WHAT IS BEING ASKED
Lines before the one containing "Extract rear door" are excluded. Repeat that line and every line after it, exactly.

RECORDS FOR THE EXERCISE
* * * * * * * * *

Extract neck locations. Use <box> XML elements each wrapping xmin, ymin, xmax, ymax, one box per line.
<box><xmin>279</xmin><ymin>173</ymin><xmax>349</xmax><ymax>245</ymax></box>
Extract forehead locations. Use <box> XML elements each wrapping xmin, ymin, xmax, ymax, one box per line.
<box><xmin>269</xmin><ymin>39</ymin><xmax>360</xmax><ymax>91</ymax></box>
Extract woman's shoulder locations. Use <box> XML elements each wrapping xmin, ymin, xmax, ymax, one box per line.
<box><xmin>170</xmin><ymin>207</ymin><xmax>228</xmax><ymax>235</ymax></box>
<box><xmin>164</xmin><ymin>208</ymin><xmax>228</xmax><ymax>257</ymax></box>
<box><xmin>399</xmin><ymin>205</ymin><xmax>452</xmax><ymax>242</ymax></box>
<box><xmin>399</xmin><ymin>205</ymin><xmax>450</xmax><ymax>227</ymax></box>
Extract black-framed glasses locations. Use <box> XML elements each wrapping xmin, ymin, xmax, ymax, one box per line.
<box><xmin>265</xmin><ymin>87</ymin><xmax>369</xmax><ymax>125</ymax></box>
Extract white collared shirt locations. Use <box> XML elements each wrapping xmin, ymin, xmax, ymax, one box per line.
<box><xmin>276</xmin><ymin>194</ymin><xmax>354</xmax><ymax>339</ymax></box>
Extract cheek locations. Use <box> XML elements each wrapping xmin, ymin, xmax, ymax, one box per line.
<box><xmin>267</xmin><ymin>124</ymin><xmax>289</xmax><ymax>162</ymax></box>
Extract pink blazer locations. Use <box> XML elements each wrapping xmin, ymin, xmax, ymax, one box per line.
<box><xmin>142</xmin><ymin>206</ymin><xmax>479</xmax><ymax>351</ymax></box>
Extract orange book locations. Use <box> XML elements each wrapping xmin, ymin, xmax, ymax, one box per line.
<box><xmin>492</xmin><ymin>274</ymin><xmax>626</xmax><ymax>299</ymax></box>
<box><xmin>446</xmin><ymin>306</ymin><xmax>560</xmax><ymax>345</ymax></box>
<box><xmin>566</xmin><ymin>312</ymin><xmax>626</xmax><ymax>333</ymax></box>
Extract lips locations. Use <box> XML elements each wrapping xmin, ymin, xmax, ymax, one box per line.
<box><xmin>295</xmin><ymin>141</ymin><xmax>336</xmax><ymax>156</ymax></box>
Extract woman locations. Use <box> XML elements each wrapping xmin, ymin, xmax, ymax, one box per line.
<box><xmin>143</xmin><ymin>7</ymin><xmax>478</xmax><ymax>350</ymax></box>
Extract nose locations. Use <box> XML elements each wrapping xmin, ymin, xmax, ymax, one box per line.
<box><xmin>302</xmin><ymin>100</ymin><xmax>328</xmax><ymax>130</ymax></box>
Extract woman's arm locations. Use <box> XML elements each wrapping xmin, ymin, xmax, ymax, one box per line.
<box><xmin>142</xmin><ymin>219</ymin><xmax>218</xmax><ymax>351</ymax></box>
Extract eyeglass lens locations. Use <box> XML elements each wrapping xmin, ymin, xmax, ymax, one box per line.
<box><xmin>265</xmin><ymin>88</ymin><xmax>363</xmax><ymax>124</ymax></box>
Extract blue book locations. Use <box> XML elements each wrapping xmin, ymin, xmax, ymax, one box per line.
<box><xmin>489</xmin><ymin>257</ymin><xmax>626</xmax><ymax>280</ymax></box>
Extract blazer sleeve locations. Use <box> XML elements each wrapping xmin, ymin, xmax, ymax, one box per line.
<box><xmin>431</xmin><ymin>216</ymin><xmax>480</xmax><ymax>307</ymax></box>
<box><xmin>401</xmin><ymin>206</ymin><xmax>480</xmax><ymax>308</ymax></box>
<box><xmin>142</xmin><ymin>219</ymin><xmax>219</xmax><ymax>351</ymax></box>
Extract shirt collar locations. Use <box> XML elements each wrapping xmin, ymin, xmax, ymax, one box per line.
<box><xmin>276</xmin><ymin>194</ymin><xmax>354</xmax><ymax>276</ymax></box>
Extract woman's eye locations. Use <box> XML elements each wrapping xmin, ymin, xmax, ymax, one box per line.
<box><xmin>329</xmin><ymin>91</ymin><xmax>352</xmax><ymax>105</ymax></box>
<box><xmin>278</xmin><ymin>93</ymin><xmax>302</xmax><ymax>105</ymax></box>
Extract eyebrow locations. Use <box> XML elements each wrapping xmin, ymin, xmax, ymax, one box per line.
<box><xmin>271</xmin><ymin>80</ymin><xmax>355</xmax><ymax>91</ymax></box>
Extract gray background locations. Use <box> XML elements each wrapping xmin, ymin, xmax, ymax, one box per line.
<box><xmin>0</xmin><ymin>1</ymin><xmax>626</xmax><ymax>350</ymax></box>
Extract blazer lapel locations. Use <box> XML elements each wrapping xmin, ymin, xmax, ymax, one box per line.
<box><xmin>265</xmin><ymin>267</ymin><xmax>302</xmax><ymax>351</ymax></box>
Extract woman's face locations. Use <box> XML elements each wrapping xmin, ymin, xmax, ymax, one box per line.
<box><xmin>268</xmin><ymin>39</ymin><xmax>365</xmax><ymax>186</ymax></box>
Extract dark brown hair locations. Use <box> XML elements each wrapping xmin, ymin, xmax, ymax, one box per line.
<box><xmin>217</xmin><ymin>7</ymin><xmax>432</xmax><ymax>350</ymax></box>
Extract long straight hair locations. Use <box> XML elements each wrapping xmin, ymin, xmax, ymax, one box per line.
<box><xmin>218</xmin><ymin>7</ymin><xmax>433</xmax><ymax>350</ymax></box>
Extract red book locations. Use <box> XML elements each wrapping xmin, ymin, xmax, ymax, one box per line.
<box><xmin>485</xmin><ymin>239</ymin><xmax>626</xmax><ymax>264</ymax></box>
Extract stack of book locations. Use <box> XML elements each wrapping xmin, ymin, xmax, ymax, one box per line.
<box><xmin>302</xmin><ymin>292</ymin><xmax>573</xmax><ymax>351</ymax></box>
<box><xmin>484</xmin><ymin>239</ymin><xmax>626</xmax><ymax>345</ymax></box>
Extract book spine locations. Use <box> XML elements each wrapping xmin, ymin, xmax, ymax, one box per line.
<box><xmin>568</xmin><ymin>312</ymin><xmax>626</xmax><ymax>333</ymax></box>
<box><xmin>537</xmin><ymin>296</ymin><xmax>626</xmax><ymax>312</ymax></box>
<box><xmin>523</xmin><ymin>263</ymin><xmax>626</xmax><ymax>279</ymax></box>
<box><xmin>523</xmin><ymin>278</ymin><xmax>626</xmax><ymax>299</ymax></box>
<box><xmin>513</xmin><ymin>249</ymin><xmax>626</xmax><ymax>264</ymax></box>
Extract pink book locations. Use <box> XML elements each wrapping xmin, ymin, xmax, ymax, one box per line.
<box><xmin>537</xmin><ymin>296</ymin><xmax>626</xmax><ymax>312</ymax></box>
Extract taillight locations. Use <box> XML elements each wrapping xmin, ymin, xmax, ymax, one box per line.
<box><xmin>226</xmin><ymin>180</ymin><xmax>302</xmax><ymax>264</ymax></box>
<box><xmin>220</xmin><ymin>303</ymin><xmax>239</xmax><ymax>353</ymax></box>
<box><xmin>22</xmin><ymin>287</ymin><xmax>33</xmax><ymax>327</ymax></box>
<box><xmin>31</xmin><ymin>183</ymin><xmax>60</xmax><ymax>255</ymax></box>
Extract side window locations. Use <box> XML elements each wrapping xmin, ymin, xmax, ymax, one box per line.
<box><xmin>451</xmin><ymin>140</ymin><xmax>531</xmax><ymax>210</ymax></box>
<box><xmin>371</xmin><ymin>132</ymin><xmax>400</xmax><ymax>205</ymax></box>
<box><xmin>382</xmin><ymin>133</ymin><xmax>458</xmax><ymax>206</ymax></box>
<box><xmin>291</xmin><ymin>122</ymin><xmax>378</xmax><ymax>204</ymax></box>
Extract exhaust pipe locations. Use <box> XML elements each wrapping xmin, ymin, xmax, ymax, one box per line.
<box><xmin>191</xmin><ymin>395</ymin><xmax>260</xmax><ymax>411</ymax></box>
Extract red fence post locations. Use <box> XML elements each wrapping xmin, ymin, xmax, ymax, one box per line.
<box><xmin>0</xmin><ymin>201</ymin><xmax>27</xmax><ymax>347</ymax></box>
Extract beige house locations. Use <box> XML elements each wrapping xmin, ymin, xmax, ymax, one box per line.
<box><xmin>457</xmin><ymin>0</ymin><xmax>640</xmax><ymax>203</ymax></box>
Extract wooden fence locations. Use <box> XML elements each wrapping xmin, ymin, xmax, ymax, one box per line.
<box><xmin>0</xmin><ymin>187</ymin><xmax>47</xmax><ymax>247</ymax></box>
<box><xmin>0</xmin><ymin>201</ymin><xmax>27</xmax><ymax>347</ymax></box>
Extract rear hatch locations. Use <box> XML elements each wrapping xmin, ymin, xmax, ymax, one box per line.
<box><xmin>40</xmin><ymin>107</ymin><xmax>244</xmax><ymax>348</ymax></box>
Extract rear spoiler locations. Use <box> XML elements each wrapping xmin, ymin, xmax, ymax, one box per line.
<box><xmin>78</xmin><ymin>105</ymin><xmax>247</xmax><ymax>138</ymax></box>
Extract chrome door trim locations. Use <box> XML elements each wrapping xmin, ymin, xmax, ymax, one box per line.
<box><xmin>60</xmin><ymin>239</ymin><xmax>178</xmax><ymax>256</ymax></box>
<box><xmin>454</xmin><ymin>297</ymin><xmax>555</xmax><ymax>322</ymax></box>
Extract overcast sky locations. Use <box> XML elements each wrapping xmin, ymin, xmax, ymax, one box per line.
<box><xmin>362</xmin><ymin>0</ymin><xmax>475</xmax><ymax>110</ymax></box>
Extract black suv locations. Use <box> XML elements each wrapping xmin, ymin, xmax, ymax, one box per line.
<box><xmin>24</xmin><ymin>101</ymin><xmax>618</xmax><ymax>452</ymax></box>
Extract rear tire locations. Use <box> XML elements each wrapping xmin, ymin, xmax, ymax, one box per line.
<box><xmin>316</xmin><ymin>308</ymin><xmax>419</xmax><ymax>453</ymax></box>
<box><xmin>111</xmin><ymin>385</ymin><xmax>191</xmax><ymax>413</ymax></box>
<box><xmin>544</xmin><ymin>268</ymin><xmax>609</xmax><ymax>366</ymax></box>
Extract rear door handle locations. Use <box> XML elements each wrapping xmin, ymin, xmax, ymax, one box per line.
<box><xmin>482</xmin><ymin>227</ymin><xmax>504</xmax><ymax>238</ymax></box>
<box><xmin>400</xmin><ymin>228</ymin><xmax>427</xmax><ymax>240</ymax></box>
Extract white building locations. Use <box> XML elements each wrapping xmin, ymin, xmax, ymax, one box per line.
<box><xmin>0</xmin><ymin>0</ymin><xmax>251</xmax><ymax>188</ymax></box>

* * * * * * * * *

PROBLEM SOLUTION
Extract rear door handle locations. Use <box> XML elements each wrapping xmin, ymin, xmax, ymax, one box per line.
<box><xmin>482</xmin><ymin>227</ymin><xmax>504</xmax><ymax>238</ymax></box>
<box><xmin>400</xmin><ymin>228</ymin><xmax>427</xmax><ymax>240</ymax></box>
Extract white building locations. Use <box> XML elements each wrapping xmin, ymin, xmax, ymax, one box per line.
<box><xmin>0</xmin><ymin>0</ymin><xmax>251</xmax><ymax>188</ymax></box>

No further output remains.